GIVEN TEXT:
+++

# "Don't Worry, Remove The Guard...."



## pops6927 (Mar 6, 2018)

I've actually seen this happen in meatrooms.  Meatcutters rushing to get 'stuff done', taking shortcuts, altering safety features on grinders, cubers, slicers, meat saws, etc.  That Guard mounted on the top of the meat tray preventing fingers from going down into the throat of the grinder, only allowing the plunger access to push down the meat faster?  Some remove it, drill out the rivets holding it in place to 'make things faster'.  Here is the outcome of that brilliant decision:








But, I've seen cutters taken to the hospital with their fingers, hand and part of their arm dragged off to the hospital and their hand and part of the arm cut off, but never actually seen the x-ray of it.  Gruesome, very gruesome.

Another scenario is when the magnetic latch on a cubing machine is bypassed so the cover can be removed so it's 'faster', running pieces of cube material through the cuber one right after another into a big pile, then repeating and laying out on trays.  BUT!  All it takes is a single fingertip to touch the cuber blades momentarily and your entire hand is sucked into the rotating fin blades and the machine stops and they have to call the Fire Department to bring in the Jaws of Life to break the whole machine apart to extract what is left of the hand or hands (the reaction is to grab the one hand with the other, damaging both hands).  I have witnessed this in meat rooms twice (luckily not where I was the manager, only a cutter).  I would never have allowed myself or any of my staff to have performed anything unsafely, but others have and have paid the severe price for it.

You can talk about man-hours or shorten clean-up (leading to bacteria and short shelf life on meats and unsanitary conditions) or anything else you want, but the GOLDEN RULE IS ALWAYS SAFETY FIRST!  I've paid the price myself, cut off a finger and a thumb (two separate incidents) by not working safely.  Luckily, not to the extent of the above, however!

In anything you do, PLEASE BE SAFE!

+++

BRIEF 1:
In the post about meatroom safety, how many times did the writer witness a hand being pulled into a cubing machine?
BRIEF 2:
Continue the forum post about meatroom safety and removed machine guards, picking up after its final line.

(Source records)
+++

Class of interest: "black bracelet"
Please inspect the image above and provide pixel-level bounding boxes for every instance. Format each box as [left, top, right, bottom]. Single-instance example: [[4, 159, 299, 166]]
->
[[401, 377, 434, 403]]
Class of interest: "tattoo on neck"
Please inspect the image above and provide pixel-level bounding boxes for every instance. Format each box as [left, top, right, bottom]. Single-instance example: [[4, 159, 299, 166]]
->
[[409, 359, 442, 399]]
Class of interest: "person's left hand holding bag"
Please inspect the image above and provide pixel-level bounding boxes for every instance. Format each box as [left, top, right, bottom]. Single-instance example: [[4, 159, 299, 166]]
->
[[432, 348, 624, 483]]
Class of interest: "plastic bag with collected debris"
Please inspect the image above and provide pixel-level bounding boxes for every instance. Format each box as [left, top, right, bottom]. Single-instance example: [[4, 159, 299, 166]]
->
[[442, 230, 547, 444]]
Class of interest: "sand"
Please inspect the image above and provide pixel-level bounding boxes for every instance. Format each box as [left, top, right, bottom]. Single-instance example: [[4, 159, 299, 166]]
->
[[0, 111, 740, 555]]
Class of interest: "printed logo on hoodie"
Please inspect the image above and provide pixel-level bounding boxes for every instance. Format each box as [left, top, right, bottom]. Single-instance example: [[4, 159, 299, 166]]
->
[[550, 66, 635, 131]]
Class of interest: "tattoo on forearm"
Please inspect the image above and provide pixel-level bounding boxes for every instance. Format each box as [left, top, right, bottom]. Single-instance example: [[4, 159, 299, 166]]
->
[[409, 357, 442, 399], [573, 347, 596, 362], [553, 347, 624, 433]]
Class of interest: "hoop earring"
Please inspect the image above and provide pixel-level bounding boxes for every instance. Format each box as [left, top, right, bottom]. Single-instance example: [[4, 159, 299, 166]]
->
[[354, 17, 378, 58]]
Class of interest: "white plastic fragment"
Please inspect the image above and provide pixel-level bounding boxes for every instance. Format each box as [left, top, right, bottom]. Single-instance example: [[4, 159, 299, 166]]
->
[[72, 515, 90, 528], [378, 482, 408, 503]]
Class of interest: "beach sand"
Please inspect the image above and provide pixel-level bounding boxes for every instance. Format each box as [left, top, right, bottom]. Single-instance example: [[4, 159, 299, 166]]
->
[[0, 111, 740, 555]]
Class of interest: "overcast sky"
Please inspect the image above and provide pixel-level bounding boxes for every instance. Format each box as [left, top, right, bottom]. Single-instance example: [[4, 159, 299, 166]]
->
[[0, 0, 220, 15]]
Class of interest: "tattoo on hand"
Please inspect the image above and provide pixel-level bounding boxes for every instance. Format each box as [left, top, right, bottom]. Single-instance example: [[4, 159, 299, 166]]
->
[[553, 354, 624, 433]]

+++

EXERCISE OUTPUT 1:
Twice.

EXERCISE OUTPUT 2:
Cube Steak Machine with the cuber blades shown.  They normally sit in the machine under the smoky cover and the cover is high enough to prevent fingers from getting close to the blades.  But, if you remove the cover, there is a magnetic switch at the bottom right front of the silver part of the machine.  There is a magnet embedded in the smoky plastic cover at the bottom left front of the cover.  When they connect, the machine will run.  As soon as you remove the cover everything stops.  BUT!  If you place a common button magnet on the machine with the cover removed, it will run, but endangering the operator severely.  Yes, 99 times you do it successfully.  But there's that one time when you get distracted (someone playing a practical joke, splashing you with water or accidentally nudging you, anything to distract your attention) and in 1/10th of 1 second it will suck your fingers into the machine, one or both hands of them.  BYPASSING THE SAFETY GUARDS IS NEVER A WISE OPTION!

I apologize if this is too graphic for some, but it is better to be offended vs. injured!

STAY SAFE!


----------



## indaswamp (Mar 7, 2018)

Ouch!


----------



## nanuk (Mar 7, 2018)

I have used that machine.  We called it the tenderizer.
It was not altered, and I always used it slowly and safely.   One day my manager put through some pork steak for his personal use/BBQ.   he didn't bone it....   and the machine didn't care....   chewed through with nary a grunt!
human fingers wouldn't be any harder...

as for grinders, I have never used one without the safety guards, BUT I did push some meat down with my hand....  thankfully I don't have long fingers, or I would have shorter fingers.   I felt the worm....  scared the crap out of me.

my only real accident was the band saw taking off the top of a knuckle when my hand slipped while cutting (Too Fast) some fresh pork center cut chops..... drove my first knuckle into the blade, and pulled straight back, taking out a "Notch"
luckily, I only knicked the tendon!

SAFETY FIRST


----------



## indaswamp (Mar 7, 2018)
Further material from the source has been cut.